Records of labeled points:
────────────────────────────────────────

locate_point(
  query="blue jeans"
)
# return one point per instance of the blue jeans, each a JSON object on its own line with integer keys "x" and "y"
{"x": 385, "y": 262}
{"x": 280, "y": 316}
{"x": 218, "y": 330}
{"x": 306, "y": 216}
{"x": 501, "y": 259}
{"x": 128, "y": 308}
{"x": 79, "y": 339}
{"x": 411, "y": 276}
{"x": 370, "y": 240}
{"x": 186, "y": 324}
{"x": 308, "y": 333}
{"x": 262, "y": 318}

────────────────────────────────────────

What to produce:
Reproduce every one of the rows above, substituting "denim trousers" for each occurrence of "blue jeans" and leaving all other text unchanged.

Task answer:
locate_point(
  query="denim trousers"
)
# return one point per instance of the denim trousers, each a JSON object on its own line with integer keys "x" and "y"
{"x": 385, "y": 262}
{"x": 280, "y": 316}
{"x": 218, "y": 330}
{"x": 306, "y": 216}
{"x": 501, "y": 259}
{"x": 128, "y": 308}
{"x": 79, "y": 339}
{"x": 411, "y": 276}
{"x": 370, "y": 240}
{"x": 186, "y": 324}
{"x": 308, "y": 333}
{"x": 262, "y": 318}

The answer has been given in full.